Selected excerpt.
So after a short scene in which we are introduced to Isaiah in his new school, politely asking to go to the bathroom to a rather bored teacher, until he pees all over the floor…But wait, isn’t this supposed to be a school for delinquints, or at least, children no one cares for? Why are they sitting silently? Why isn’t someone whispering or throwing something? Are they too frightened? The film doesn’t say. They behave better than most classrooms.

So Isaiah decides that he must go fetch his brother, because he promised Mama. All right. Next scene shows him over the barbed wire fence at night

Well, yes, night would be better for visibility and yes, the children’s playtime outside could have very well been non-existant, so all right, at night.

Isaiah promptly finds himself inside and by not saying anything, is taken for disabled and thus shown into the dormitory, where the children are sleeping.

I’m sorry? Didn’t the institution lock the doors at night? I can buy that overworked staff wouldn’t look at the children long enough to know there’s one extra, because written accounts say that if you were quiet, you generally got better treatment, but there should have been numerous buildings with several floors and wards. How did Isaiah find the right one?

Isaiah finds his brother and the narration concludes that they stayed togerher.

Now wait just a moment. There’s an opportunity, and the film doesn’t take it. How did they stay together? In the charactor of Isaiah, the patient observer, more time should have been spent revealing daily life. Did they escape? How did Isaiah escape with his brother ? (And yes, The Wizard and Rain Man aside, that might have been overdone). Did they age out of the system? Since Isaiah adapts so well to environments — he’s so used to his brother that he doesn’t even flinch at the other disabled children or their horrible conditions — it would have been entertaining to see his adaptation to the institution. That would have been something to see. In fact, since the boys are poor, it actually would not have been unusal for Isaiah to have been placed there with James, a ready source of intelligent labor to help run the place.

Task requirements.
Quote the film critique about Isaiah and his brother in full, word for word. The entries have no connection to the film critique.

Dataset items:
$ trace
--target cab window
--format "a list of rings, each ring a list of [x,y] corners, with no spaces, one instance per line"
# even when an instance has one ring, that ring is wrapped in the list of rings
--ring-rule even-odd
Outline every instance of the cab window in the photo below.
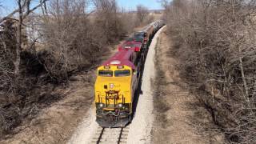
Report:
[[[130,75],[130,70],[115,70],[114,71],[114,76],[115,77],[126,77]]]
[[[112,70],[98,70],[98,76],[113,77],[113,71]]]

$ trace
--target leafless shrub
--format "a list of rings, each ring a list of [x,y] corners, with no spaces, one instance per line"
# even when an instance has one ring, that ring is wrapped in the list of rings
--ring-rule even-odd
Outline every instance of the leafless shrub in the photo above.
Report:
[[[255,139],[255,2],[173,1],[166,12],[183,75],[231,143]]]

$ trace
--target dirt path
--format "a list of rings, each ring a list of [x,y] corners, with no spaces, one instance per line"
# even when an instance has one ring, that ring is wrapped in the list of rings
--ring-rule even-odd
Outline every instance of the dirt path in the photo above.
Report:
[[[156,50],[153,143],[222,143],[210,114],[182,82],[170,42],[164,30]]]

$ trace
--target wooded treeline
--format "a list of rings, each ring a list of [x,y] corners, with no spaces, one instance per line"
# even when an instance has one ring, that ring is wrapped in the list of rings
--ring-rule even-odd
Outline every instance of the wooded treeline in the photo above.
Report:
[[[93,69],[141,24],[115,0],[16,2],[0,18],[0,135],[60,99],[50,94],[56,86]]]
[[[254,143],[256,1],[174,0],[165,18],[182,76],[226,140]]]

Written answer.
So after a short scene in which we are introduced to Isaiah in his new school, politely asking to go to the bathroom to a rather bored teacher, until he pees all over the floor…But wait, isn’t this supposed to be a school for delinquints, or at least, children no one cares for? Why are they sitting silently? Why isn’t someone whispering or throwing something? Are they too frightened? The film doesn’t say. They behave better than most classrooms.

So Isaiah decides that he must go fetch his brother, because he promised Mama. All right. Next scene shows him over the barbed wire fence at night

Well, yes, night would be better for visibility and yes, the children’s playtime outside could have very well been non-existant, so all right, at night.

Isaiah promptly finds himself inside and by not saying anything, is taken for disabled and thus shown into the dormitory, where the children are sleeping.

I’m sorry? Didn’t the institution lock the doors at night? I can buy that overworked staff wouldn’t look at the children long enough to know there’s one extra, because written accounts say that if you were quiet, you generally got better treatment, but there should have been numerous buildings with several floors and wards. How did Isaiah find the right one?

Isaiah finds his brother and the narration concludes that they stayed togerher.

Now wait just a moment. There’s an opportunity, and the film doesn’t take it. How did they stay together? In the charactor of Isaiah, the patient observer, more time should have been spent revealing daily life. Did they escape? How did Isaiah escape with his brother ? (And yes, The Wizard and Rain Man aside, that might have been overdone). Did they age out of the system? Since Isaiah adapts so well to environments — he’s so used to his brother that he doesn’t even flinch at the other disabled children or their horrible conditions — it would have been entertaining to see his adaptation to the institution. That would have been something to see. In fact, since the boys are poor, it actually would not have been unusal for Isaiah to have been placed there with James, a ready source of intelligent labor to help run the place.